== Source document
Michelle Fuller (Emma Stone) finally out of Teddy’s (Jesse Plemons) basement, dining with him and Don (Aidan Delbis) in Yorgos Lanthimos’s ‘Bugonia’ (Photo: courtesy of Universal Pictures)
Cover Michelle Fuller (Emma Stone) finally out of Teddy’s (Jesse Plemons) basement, dining with him and Don (Aidan Delbis) in Yorgos Lanthimos’s ‘Bugonia’ (Photo: courtesy of Universal Pictures)
Michelle Fuller (Emma Stone) finally out of Teddy’s (Jesse Plemons) basement, dining with him and Don (Aidan Delbis) in Yorgos Lanthimos’s ‘Bugonia’ (Photo: courtesy of Universal Pictures)

Is the CEO an alien? Our review of ‘Bugonia’—Yorgos Lanthimos’s absurdist black comedy thriller about paranoia, corporate evil and deep trauma

The weight of a seasoned actor’s name is often considerable, but Emma Stone carries a whole library. Her filmography is a collection of cultural markers. So when cinephiles and casual audiences approached Bugonia, her latest collaboration with director Yorgos Lanthimos, they were ready. A wild cinematic ride awaited them, and Lanthimos, ever the master of the macabre and the mundane, delivered. Warning: spoilers ahead.
====
== Information provided
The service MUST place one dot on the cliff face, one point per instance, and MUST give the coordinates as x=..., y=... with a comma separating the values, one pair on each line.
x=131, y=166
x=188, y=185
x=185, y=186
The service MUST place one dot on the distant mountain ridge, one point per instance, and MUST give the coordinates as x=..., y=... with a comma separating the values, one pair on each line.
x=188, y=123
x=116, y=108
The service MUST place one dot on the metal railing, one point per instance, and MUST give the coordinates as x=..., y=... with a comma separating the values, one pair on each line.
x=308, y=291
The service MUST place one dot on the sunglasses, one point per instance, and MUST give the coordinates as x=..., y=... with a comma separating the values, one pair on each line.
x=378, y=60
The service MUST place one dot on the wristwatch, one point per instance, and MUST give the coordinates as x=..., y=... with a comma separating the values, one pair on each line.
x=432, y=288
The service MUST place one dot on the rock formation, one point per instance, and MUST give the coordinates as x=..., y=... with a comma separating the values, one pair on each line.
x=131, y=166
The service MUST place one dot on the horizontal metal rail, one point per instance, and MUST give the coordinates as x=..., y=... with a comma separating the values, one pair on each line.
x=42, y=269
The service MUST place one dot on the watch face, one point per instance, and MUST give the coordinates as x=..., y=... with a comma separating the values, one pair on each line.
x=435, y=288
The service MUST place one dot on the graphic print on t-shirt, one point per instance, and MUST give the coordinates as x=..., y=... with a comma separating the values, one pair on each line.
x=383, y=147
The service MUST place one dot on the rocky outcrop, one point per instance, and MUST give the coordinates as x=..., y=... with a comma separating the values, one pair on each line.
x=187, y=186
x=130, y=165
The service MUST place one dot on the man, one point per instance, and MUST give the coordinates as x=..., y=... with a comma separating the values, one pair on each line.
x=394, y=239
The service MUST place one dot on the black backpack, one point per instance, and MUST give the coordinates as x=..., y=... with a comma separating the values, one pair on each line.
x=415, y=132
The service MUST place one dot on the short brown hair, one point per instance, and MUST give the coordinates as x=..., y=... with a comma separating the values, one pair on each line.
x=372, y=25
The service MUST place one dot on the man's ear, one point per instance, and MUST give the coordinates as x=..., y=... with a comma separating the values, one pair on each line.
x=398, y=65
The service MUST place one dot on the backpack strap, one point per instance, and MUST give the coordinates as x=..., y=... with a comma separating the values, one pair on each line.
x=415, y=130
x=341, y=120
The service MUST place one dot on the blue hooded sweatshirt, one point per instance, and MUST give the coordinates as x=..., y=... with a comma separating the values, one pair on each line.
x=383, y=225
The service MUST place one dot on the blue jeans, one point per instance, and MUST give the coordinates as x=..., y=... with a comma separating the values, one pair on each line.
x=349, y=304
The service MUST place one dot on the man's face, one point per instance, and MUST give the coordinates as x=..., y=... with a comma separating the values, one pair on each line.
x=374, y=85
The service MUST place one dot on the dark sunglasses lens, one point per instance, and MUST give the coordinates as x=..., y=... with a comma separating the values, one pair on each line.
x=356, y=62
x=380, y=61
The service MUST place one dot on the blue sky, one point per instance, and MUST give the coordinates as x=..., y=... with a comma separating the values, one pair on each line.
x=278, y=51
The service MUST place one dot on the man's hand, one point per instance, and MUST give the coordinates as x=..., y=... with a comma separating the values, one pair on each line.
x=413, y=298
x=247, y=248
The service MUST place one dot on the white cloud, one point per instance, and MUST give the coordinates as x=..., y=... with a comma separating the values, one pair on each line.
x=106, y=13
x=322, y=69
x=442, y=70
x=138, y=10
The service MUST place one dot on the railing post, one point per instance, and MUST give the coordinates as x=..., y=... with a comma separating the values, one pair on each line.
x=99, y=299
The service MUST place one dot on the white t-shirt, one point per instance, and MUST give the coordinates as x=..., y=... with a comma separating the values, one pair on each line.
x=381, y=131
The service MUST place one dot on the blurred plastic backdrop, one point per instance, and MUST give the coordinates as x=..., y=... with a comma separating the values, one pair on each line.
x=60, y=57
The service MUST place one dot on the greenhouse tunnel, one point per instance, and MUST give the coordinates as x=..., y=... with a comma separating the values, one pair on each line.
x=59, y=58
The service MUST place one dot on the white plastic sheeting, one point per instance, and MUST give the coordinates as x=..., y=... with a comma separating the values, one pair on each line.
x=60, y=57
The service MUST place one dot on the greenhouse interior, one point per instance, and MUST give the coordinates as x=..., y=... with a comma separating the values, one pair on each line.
====
Questions:
1/ In the Bugonia review, which actor plays Michelle Fuller?
2/ Return the Bugonia review's text from "Is the CEO an" to "Warning: spoilers ahead.".
3/ Please translate this sentence from the Bugonia review into Spanish: "Her filmography is a collection of cultural markers."
Nothing in the records is needed here.

Answer list:
1/ Emma Stone

2/
Is the CEO an alien? Our review of ‘Bugonia’—Yorgos Lanthimos’s absurdist black comedy thriller about paranoia, corporate evil and deep trauma

The weight of a seasoned actor’s name is often considerable, but Emma Stone carries a whole library. Her filmography is a collection of cultural markers. So when cinephiles and casual audiences approached Bugonia, her latest collaboration with director Yorgos Lanthimos, they were ready. A wild cinematic ride awaited them, and Lanthimos, ever the master of the macabre and the mundane, delivered. Warning: spoilers ahead.

3/ Su filmografía es una colección de referentes culturales.